EXTRACT PROVIDED:
AMERICAN Assistant Secretary of State Robin Raphel has bid a churlish farewell to India as she relinquished charge of the South Asia Bureau. That I enjoy dubious and reluctant popularity with her is interesting. But that is not the provocation for this article. Let me, as she said in her recent interview to India Abroad News Service, pull rank on her and say that I would normally not take notice of an interview given by a middle-ranking official of the State Department. But her fulminations against the Ministry of External Affairs (MEA) and the Indian civil service deserve a response.
The points she made are: (1) the MEA had become largely irrelevant in the arena of international diplomacy; (2) while the MEA is being left behind, economic people and others, who are not stuck in old ways of thinking, are setting the agenda in India; (3) the MEA fantasises about the security relationship between the US and Pakistan; (4) there was sustained conspiracy by the MEA in New Delhi and the entrenched South Asia Office in the US State Department to have her removed from her post as assistant secretary of state for South Asia; (5) she succeeded in increasing and enhancing the profile of South Asia in US foreign policy; (6) the MEA had undertaken a concerted campaign to discredit her in the eyes of President Bill Clinton and the US administration; (7) the Indian media had indulged in "gutter press stuff" about her, mainly due to the MEA; (8) despite MEA officials pulling rank on her to prevent her from meeting the Indian prime minister and foreign minister, she managed to strike a rapport with the Indian people, politicians and intelligentsia; (9) the former deputy chief of the US embassy in Delhi,
Kenneth Brill, was also a part of the State Department conspiracy against her; (10) it was only because of her that there was some focus in US foreign policy on South Asia because US priorities otherwise were Russia, China and Bosnia; (11) she worked very hard to remain impartial between India and Pakistan, but was misunderstood.
Let me deal with Ms Raphel's accusations in perspective. Her charge that our MEA has become largely irrelevant in the arena of international diplomacy is a value judgement based entirely on her frustration over it not toeing her line on regional issues. She just could not comprehend the fact that Indian reactions to certain orientations in Washington's South Asia policies would be based on New Delhi's objective assessment of its interests and would be structured on the basis of India's sovereign discretion. There was a peculiar streak of assertiveness on her part. "India should get its act together, must not be paranoid about Pakistan", etc, were mantras she chanted when interacting with MEA officials. Perhaps, she would have been more accurate if she said India was a somewhat inconvenient area falling within her charge. The MEA's relevance or irrelevance in international diplomacy can be assessed by the people of India, not by Madam Raphel.

Dataset items:
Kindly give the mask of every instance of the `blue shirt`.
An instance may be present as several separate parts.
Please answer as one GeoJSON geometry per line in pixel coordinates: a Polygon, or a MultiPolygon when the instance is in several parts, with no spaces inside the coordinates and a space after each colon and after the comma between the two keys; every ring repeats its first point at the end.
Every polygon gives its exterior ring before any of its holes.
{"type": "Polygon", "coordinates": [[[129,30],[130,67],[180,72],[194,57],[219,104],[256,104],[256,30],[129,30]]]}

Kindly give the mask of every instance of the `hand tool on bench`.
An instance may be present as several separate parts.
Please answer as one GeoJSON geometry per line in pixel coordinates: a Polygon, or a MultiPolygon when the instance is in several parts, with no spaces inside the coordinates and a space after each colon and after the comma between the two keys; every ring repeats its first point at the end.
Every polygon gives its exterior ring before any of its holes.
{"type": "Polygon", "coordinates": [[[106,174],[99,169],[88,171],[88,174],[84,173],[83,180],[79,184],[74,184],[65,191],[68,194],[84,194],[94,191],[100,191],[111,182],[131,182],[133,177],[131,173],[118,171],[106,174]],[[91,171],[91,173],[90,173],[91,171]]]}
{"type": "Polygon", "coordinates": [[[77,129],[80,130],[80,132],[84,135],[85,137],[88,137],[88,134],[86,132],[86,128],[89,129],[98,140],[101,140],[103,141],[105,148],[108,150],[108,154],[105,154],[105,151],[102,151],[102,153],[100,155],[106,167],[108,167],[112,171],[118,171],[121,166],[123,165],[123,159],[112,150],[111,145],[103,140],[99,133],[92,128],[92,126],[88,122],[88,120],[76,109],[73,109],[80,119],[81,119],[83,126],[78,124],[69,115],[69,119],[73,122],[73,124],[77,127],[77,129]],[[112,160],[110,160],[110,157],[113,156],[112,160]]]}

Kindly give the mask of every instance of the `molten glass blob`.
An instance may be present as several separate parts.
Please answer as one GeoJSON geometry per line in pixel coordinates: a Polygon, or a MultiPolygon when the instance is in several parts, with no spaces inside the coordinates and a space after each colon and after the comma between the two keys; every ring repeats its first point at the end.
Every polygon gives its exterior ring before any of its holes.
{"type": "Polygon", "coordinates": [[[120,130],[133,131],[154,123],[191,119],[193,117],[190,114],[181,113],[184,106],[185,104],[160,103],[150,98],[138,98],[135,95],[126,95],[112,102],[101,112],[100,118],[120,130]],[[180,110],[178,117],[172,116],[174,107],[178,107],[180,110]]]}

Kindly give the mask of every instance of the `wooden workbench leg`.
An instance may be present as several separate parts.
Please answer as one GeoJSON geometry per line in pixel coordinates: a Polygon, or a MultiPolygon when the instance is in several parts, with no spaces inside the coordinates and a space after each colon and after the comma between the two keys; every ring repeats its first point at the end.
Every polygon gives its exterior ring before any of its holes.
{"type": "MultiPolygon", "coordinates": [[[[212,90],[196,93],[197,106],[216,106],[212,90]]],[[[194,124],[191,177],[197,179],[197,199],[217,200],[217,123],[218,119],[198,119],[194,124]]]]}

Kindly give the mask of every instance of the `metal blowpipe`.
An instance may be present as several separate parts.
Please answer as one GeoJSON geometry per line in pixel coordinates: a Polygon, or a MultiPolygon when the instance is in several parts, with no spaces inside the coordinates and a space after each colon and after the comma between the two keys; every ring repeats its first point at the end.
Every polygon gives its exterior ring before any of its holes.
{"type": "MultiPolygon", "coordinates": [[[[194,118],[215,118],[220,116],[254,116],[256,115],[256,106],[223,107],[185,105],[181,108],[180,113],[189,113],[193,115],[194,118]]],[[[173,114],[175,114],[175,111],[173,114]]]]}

TASKS TO CARRY OUT:
[A] Condense the paragraph of the article on Robin Raphel that begins "Let me deal with Ms Raphel's accusations" into a short bulleted list of its main points.
[B] Carry the article on Robin Raphel forward from its last sentence, keeping the author's voice and line of argument.

ANSWERS:
[A]
- Raphel's claim that the MEA has become largely irrelevant in international diplomacy is a value judgement rooted in her frustration that it did not follow her line on regional issues.
- She could not accept that India's reactions to Washington's South Asia policies would rest on New Delhi's objective assessment of its interests and on India's sovereign discretion.
- She showed a peculiar assertiveness and repeated mantras to MEA officials such as "India should get its act together, must not be paranoid about Pakistan."
- She might have been more accurate if she had called India a somewhat inconvenient area within her charge.
- The people of India, not Raphel, are the ones to judge the MEA's relevance in international diplomacy.

[B]
Her assertion that it is "the economic people and others not stuck in the old mindset (who) are driving the agenda in India" is an exercise in selective wishful thinking. The MEA has been an integral and significant player in the reorientation of India's foreign policy, especially in the implementation of its foreign economic policy. Raphel's attempt to differentiate between sections of the Indian government is a futile attempt at currying favour with the economic establishment as opposed to the political establishment dealing with Indian policies. She should realise that, as in the US, in India there are differing views but ultimately government policies are a consequence of harmonising these differences. If ministries work at cross purposes, the government itself will not be able to function. Whatever its limitations, the Indian government has been dealing adequately in terms of its people's interests with a world in ferment.
Then there is the accusation that the MEA fantasises about the US-Pakistan security relationship. Rather than fantasy, it is a clear historical memory and the capacity to observe contemporaneous undercurrents of US-Pak defence cooperation which prompts New Delhi to factual, incontrovertible conclusions about the nature of US-Pak security ties. One could list a series of specific trends and events, some of which have occurred even during Raphel's tenure in the State Department which substantiate India's views. It is a different issue that we prefer to come to conclusions on the basis of facts rather than Raphel's interpretations and formalistic explanations.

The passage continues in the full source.